▶ WHAT IS EXPECTED
Write out the entries word for word, from the line containing "Task: place a pin on each instance of the red football" up to and including the final line of the entries. Leave the pictures out of your answer.

▶ EXERCISE DATA
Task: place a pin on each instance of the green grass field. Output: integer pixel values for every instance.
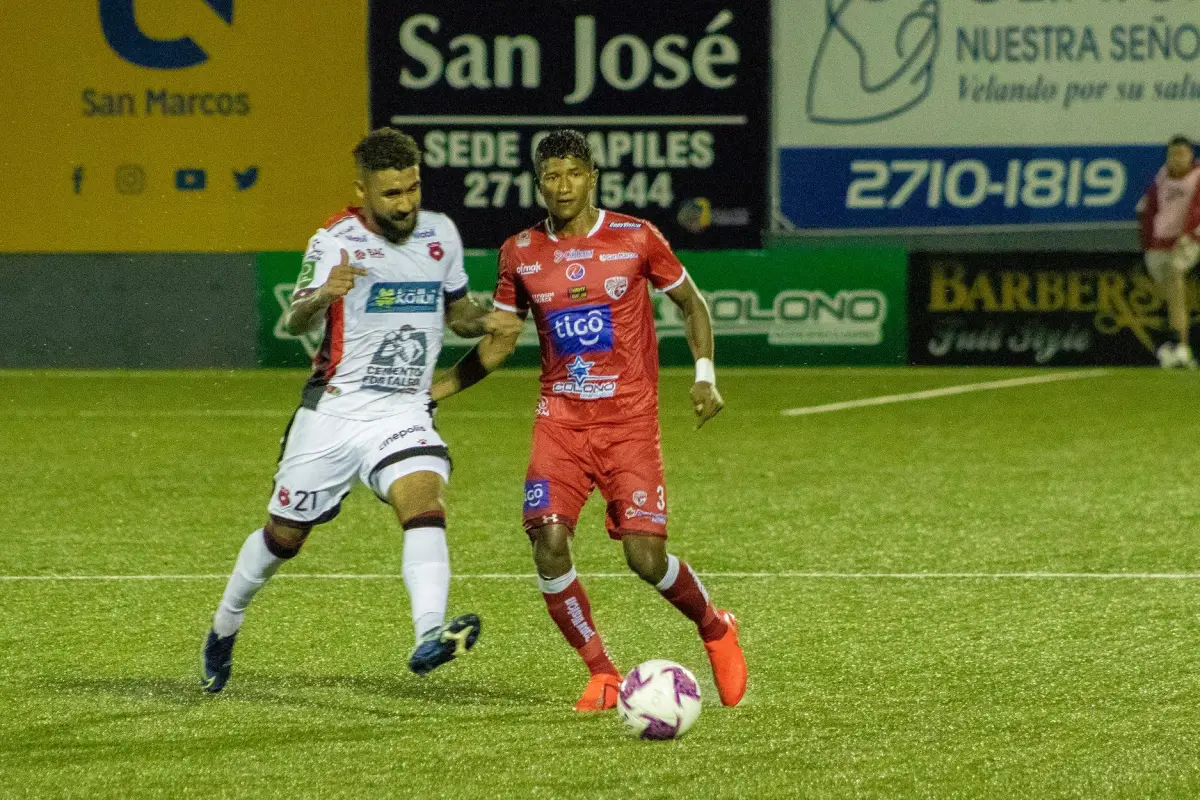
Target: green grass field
(922, 589)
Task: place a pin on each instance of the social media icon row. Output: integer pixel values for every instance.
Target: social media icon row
(131, 179)
(192, 179)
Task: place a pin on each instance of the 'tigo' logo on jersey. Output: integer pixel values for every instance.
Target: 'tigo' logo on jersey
(537, 495)
(411, 296)
(586, 329)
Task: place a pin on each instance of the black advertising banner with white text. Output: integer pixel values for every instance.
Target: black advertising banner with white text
(1036, 310)
(673, 97)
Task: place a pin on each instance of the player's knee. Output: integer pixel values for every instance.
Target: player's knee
(647, 557)
(417, 495)
(552, 549)
(432, 517)
(285, 539)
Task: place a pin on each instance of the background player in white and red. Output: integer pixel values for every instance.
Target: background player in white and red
(586, 276)
(1169, 221)
(384, 277)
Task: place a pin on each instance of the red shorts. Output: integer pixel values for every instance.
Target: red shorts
(625, 463)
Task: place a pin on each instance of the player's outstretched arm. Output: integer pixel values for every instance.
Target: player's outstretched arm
(466, 318)
(306, 308)
(497, 344)
(697, 328)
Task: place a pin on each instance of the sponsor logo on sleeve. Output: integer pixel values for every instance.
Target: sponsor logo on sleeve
(413, 296)
(307, 271)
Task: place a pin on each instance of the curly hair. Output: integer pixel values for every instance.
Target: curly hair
(563, 144)
(387, 149)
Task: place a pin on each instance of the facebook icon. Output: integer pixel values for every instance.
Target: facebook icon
(191, 180)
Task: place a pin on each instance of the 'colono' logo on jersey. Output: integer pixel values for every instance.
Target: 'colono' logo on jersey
(409, 296)
(582, 384)
(586, 329)
(537, 495)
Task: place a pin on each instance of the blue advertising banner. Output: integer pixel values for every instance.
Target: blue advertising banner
(954, 113)
(889, 187)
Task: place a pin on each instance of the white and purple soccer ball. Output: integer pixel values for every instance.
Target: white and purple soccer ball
(659, 699)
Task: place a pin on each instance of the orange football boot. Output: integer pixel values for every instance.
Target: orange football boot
(601, 693)
(729, 662)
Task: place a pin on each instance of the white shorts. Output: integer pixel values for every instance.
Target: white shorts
(1159, 263)
(321, 456)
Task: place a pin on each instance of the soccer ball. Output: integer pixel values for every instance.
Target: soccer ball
(659, 699)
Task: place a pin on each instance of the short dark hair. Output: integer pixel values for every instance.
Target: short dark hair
(387, 149)
(563, 144)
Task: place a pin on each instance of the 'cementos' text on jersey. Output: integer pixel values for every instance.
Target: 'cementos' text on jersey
(383, 338)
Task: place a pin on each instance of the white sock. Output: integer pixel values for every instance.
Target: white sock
(671, 576)
(426, 566)
(255, 566)
(555, 585)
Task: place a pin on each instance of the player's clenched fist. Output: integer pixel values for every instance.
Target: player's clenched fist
(706, 401)
(341, 277)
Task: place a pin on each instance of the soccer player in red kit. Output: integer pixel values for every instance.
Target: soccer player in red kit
(585, 274)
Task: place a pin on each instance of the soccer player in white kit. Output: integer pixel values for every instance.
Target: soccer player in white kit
(383, 276)
(1169, 223)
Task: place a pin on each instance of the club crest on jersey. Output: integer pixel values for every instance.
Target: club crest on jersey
(573, 254)
(616, 286)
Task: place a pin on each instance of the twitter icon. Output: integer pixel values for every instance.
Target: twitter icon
(245, 179)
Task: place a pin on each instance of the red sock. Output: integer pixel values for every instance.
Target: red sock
(687, 594)
(571, 612)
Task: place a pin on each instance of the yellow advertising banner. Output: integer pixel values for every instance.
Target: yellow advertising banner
(178, 125)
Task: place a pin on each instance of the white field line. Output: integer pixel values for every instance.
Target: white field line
(945, 391)
(772, 576)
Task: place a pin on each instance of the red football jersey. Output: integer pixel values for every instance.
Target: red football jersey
(595, 320)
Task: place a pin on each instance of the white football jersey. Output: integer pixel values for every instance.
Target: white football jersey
(383, 338)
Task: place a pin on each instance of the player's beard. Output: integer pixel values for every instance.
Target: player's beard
(396, 229)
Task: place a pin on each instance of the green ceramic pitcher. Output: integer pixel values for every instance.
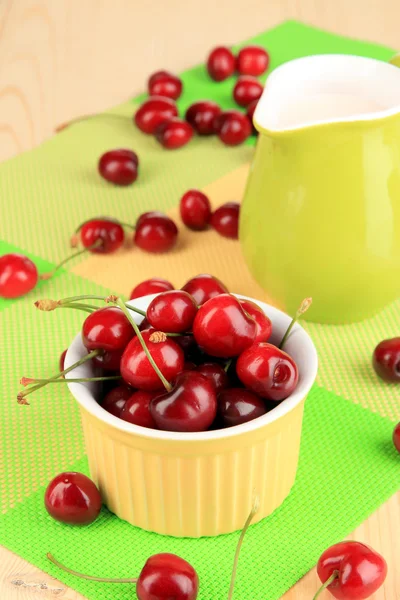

▶ EXERCISE OUTPUT
Task: place a pin on each instance of the red football jersey. Output: integer pixel values for every instance.
Target: red football jersey
(595, 320)
Task: place a pin on each instance of the white football jersey. Output: integer pixel values for every instance.
Target: white football jersey
(383, 338)
Task: place a pin on each instance of the player's beard. Output: integer pixel values for every instance.
Target: player's beard
(396, 229)
Task: place a pin on each instance of the green ceramic pitcher. Output: integer pixel values for every instance.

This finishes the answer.